PROBLEM: Extract every line of the rows below that contains the word "metal", and list those lines.

DATASET ENTRIES:
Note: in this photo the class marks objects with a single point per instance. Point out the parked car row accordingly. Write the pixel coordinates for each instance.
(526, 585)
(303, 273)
---
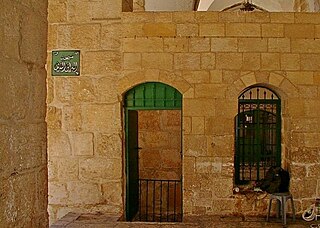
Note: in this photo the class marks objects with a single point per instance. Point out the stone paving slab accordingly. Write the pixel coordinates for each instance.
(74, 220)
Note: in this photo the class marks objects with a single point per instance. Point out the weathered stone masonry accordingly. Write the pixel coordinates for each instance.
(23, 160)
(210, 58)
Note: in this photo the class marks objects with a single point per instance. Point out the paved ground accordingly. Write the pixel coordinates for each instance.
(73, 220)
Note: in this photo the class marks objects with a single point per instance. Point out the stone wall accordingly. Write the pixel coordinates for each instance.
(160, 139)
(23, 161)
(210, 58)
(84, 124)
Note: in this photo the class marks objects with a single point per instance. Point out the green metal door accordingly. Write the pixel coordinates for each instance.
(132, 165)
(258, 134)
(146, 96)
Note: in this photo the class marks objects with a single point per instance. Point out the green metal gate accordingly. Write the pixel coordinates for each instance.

SOLVED PROBLEM:
Note: in this photo the class marks objects with a single point per instance. Point out the green metal door accordingly. Write the pixel coordinates for each instance.
Note: in this photo the class marks objects with a single point per instance. Point out the green metal gate accordingly. Write the pixel coordinates for each instance.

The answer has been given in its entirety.